## DOCUMENT SEGMENT
========================

And the demands for ever-more numbers of aircraft never stopped, not least from the Middle East. Wavell – before he was fired – Admiral Cunningham and the new AOC Middle East, Air Marshal Arthur Tedder, were all calling for more aircraft. Of the three, Tedder was the only one urging far closer tri-service co-operation, and these cries for aircraft reinforcements tended to reach London separately. It would have been better if, instead, they had got their heads together and made a joint plea, with a united and agreed strategy for their application as Tedder had suggested. Different pleas and different suggestions for the use of air power did not help. Wavell, for example, had sent recommendations to the War Office demanding the creation of an army air component. To those commanders on the ground, it seemed only right that the RAF should be at their beck and call, providing a constant air umbrella and being on hand to provide aerial artillery any time a suitable target appeared. This was unrealistic on a number of levels but was certainly a very ineffective and inefficient use of air power, and Tedder, quite rightly, severely criticized Wavell’s suggestions, as did the Air Ministry.
Tedder turned fifty-one in the second week of July, and was tall, lean and rarely without a straight-stemmed pipe sticking out of the corner of his mouth, which gave the impression that his entire face was somewhat skewed to whichever side of his mouth his pipe was jammed. A Scot by birth, he had originally planned to become a diplomat but with the start of the First World War joined the Dorset Regiment and after service in France returned to Dorset where he badly damaged his knee. This put an end to his career as an infantryman and instead he applied for and was granted a transfer to the Royal Flying Corps. Gaining his wings, he returned to France and went on to command 70 Squadron over the Western Front before ending the war helping to develop bomb-dropping techniques in Egypt. After the war, he remained with the RAF and steadily climbed the ladder. A stint as AOC Far East was followed by a return to Britain to be Director-General of Research and Development, a role in which he was a dynamic and forward-thinking influence; it was on his watch that the Air Ministry approved the development of four-engine bombers and new fighter aircraft such as the Spitfire came into service. By the autumn of 1940, he was working with Beaverbrook at the Ministry of Aircraft Production, although the two did not get on. He managed to escape by being posted to the Middle East to serve as Deputy AOC. When Longmore was recalled at the beginning of June, Tedder took over.

========================

## DATASET ROWS

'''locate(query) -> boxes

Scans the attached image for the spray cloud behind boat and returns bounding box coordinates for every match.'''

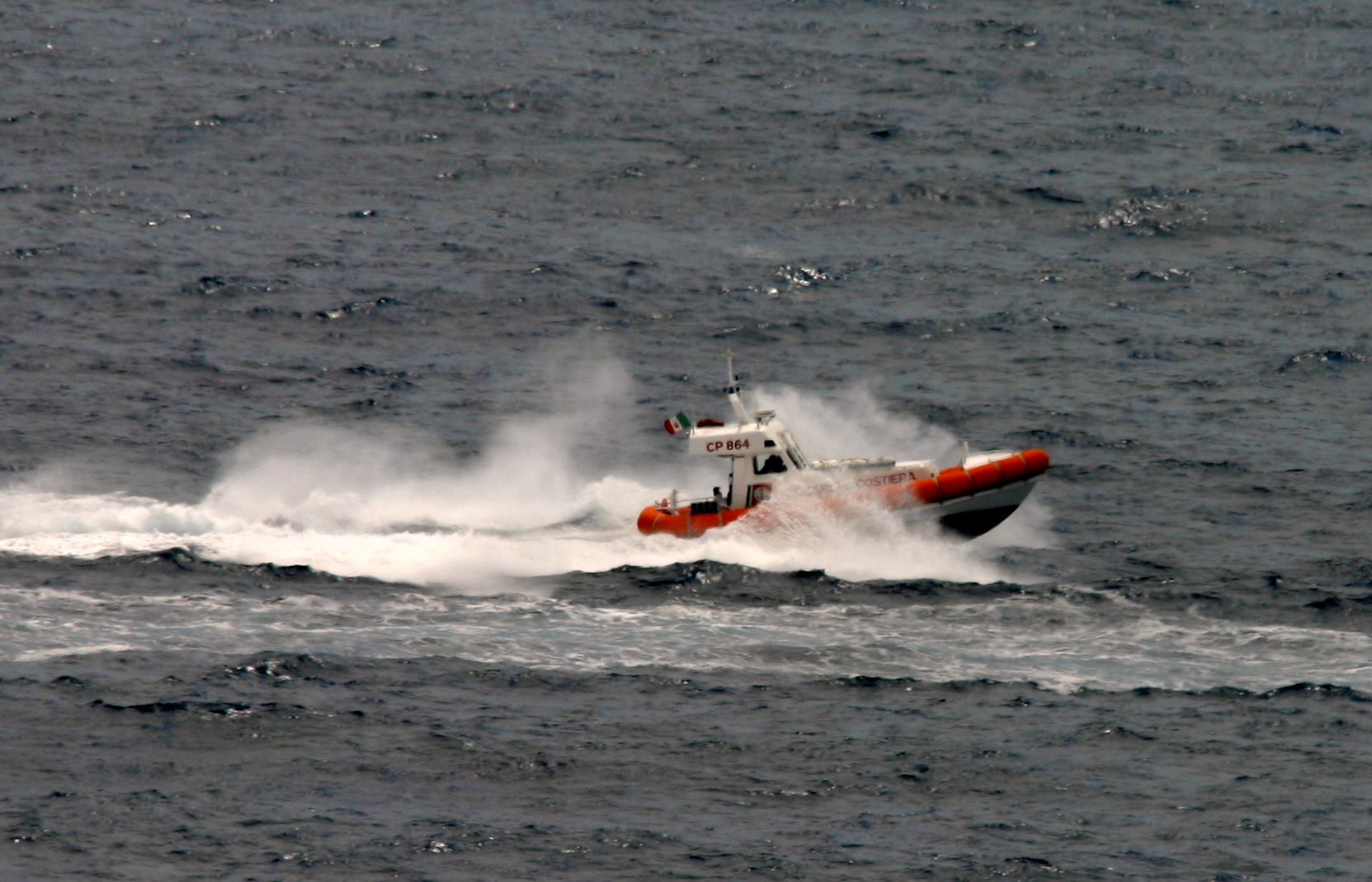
[638,351,1049,539]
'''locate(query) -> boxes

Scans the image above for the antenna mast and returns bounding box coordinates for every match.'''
[724,350,749,425]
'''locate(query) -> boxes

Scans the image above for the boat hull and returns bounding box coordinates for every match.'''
[638,449,1049,539]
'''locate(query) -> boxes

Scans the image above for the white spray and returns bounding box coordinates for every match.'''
[0,364,1042,594]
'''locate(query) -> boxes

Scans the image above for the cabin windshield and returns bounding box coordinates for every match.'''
[753,453,786,474]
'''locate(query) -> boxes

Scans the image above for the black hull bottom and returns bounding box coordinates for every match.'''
[938,505,1020,539]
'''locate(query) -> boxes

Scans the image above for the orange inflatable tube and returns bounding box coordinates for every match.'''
[638,447,1049,539]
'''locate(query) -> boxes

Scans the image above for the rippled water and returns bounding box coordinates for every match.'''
[0,0,1372,882]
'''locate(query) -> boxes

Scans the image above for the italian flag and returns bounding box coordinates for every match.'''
[662,413,690,435]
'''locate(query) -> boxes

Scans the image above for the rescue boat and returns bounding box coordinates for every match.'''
[638,352,1049,539]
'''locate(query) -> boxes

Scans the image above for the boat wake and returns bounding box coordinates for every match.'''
[0,389,1047,594]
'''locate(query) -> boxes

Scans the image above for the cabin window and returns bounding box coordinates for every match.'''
[753,453,786,474]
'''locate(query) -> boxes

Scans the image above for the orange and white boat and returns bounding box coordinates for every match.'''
[638,352,1049,539]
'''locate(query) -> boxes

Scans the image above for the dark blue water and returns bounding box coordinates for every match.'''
[0,0,1372,880]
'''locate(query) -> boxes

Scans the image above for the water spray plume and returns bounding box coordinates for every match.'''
[0,362,1031,594]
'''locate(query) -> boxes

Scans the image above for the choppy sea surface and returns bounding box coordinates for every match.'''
[0,0,1372,880]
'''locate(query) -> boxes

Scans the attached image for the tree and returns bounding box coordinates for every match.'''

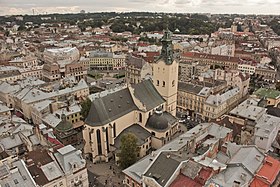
[81,98,91,119]
[119,133,139,169]
[275,82,280,90]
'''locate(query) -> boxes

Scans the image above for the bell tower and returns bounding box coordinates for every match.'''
[153,30,179,116]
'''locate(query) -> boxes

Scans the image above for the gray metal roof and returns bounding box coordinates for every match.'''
[54,145,86,173]
[114,124,151,148]
[228,146,264,174]
[144,152,181,186]
[85,80,165,126]
[178,82,203,94]
[85,88,137,126]
[132,80,165,110]
[0,160,36,187]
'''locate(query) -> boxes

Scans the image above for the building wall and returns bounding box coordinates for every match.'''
[83,111,136,162]
[177,90,207,117]
[153,60,179,116]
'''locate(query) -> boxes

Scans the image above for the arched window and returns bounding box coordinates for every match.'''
[105,127,110,153]
[96,129,102,155]
[113,123,116,138]
[139,113,142,123]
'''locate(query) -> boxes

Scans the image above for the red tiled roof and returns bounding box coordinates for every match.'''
[195,168,212,184]
[48,137,64,149]
[181,52,240,62]
[137,42,149,47]
[170,174,202,187]
[250,156,280,187]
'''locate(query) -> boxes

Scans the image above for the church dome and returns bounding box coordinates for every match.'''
[146,108,168,131]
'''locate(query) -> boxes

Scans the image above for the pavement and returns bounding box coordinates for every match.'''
[87,160,124,187]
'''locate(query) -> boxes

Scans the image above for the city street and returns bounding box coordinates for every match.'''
[87,161,124,187]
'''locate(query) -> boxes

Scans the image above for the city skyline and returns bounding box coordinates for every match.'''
[0,0,280,15]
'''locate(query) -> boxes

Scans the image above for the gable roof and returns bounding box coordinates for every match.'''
[85,80,165,126]
[85,88,137,126]
[114,124,151,148]
[132,80,165,110]
[144,152,181,186]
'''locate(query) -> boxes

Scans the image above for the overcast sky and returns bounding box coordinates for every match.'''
[0,0,280,15]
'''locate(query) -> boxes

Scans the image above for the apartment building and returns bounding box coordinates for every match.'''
[80,51,126,71]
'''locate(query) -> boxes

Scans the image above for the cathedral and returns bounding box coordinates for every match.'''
[83,30,178,162]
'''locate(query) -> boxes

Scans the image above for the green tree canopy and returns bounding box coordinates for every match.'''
[81,98,91,119]
[119,133,139,169]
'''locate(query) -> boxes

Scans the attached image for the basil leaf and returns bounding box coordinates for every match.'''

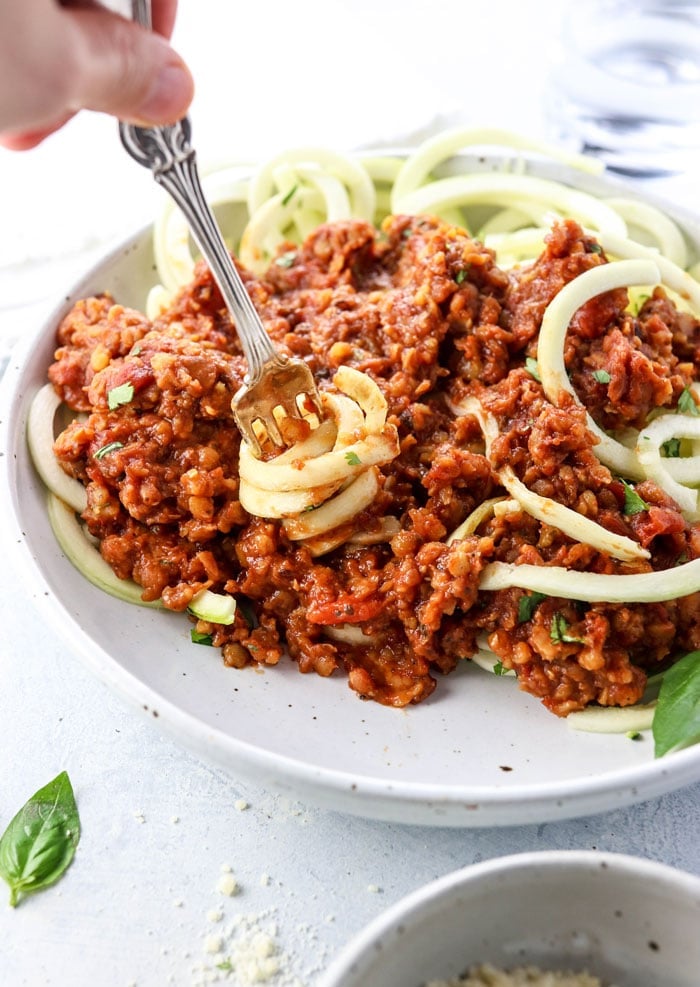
[622,480,649,516]
[518,591,547,624]
[678,387,700,415]
[275,250,297,267]
[107,382,134,411]
[190,627,214,647]
[652,651,700,757]
[0,771,80,908]
[549,610,586,644]
[95,442,124,459]
[661,438,681,459]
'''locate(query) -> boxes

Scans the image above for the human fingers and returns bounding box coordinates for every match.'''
[0,113,75,151]
[151,0,177,38]
[65,8,194,124]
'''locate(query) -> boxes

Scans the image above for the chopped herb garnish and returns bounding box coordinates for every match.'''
[622,480,649,515]
[549,610,584,644]
[94,442,124,459]
[238,596,258,630]
[107,381,134,411]
[275,250,297,267]
[661,437,681,459]
[525,356,542,384]
[518,592,547,624]
[678,387,700,415]
[190,627,213,647]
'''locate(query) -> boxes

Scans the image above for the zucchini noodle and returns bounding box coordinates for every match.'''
[392,174,627,237]
[28,128,700,732]
[153,168,248,294]
[457,398,649,562]
[537,255,700,515]
[47,492,161,607]
[248,147,376,222]
[537,259,660,480]
[392,127,602,212]
[605,196,688,268]
[27,384,87,512]
[479,559,700,603]
[239,367,399,555]
[635,415,700,513]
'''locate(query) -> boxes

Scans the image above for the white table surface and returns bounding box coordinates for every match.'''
[0,0,700,987]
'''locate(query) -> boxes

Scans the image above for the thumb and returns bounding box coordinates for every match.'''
[64,7,194,124]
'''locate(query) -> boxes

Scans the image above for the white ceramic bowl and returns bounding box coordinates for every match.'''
[317,851,700,987]
[0,156,700,824]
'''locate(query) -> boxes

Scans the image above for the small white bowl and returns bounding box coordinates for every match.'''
[317,850,700,987]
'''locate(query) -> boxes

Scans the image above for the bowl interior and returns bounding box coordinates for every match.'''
[321,851,700,987]
[0,157,700,826]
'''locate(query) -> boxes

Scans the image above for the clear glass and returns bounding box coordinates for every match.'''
[547,0,700,177]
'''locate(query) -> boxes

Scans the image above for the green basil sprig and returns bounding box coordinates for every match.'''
[0,771,80,908]
[652,651,700,757]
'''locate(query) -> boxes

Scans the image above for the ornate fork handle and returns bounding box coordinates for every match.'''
[119,117,287,384]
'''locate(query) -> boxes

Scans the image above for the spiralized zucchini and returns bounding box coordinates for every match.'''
[479,559,700,603]
[28,128,700,732]
[537,259,660,480]
[27,384,87,514]
[458,398,649,562]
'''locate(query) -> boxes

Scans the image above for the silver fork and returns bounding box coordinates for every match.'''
[119,0,322,455]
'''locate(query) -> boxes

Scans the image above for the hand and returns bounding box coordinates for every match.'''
[0,0,194,150]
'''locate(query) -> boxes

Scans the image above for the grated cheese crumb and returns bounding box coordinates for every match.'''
[204,936,224,953]
[216,872,240,898]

========================

## PROMPT
Continue the account of Tedder and Middle East air power from the point where it ends. The data come from a separate source.

## REPLY
The RAF had not only done well in Syria but had also performed valiantly during BATTLEAXE, protecting the advance of the ground troops to the front and harrying the enemy on the ground. Tedder, however, was realistic about the inevitable recriminations. ‘One thing is clear,’ he noted in his journal about BATTLEAXE, ‘and that is the whole thing is a complete flop. The only bright spot is that our chaps have been simply grand and have done more than even the Army could have called for. There’ll certainly be a witch hunt for scapegoats after this and I know we were marked down as the prospective sacrifice – but I don’t think that will come off this time!’
And nor did it, as it was Wavell who was sacked. ‘Well, it’s probably a good thing to have a change of bowling,’ Wavell told Tedder. ‘And I have had one or two sixes knocked off me lately.’ Tedder had liked him well enough, but as far as he was concerned, in the future, the RAF and Army needed much closer co-operation and communication. Proper training, especially in signals communications, was what was needed for the Army, and more combined-operations training for his air forces. With Auchinleck newly installed as C-in-C, there was an opportunity to overhaul this increasingly important partnership. Most of all, however, there was a need for more aircraft. Reinforcements were arriving – not least a further 394 aircraft of all kinds, including 204 Hurricanes in June alone, which showed what could be done. Hurricanes were all very well, but they had been outclassed in 1940 and were even more so in 1941. Still, the June deliveries were an important step in the right direction. In the Middle East, at any rate, both Tedder and now Auchinleck understood that the RAF had a key role to play, both as a strategic bomber force and in providing tactical close air support to the troops on the ground. Land operations such as those in Greece and Crete, where air support had been virtually non-existent, would never happen again.
Jock Colville was staying at Chequers for the weekend when, on the morning of Sunday, 22 June, he was woken by a telephone call announcing that Germany had invaded the Soviet Union. He hurriedly went around the bedrooms breaking the news, including to the PM, who greeted the revelation with a smile of satisfaction. Also staying was John Winant, the US Ambassador, who wondered whether it was a put-up job by Hitler and Stalin. As the day unfolded, it became clear that was not the case. Over dinner, the PM said that Russian peasants were now being slaughtered; Britain should forget about Communism and extend its hand to fellow human beings in distress. Later that night, as Churchill went to bed, he repeated how wonderful it was that Russia had come in against Germany. Within a few weeks, Britain and the Soviet Union would sign, on 12 July, a mutual-assistance pact; if only they had been able to do so two years earlier, how differently matters might have turned out.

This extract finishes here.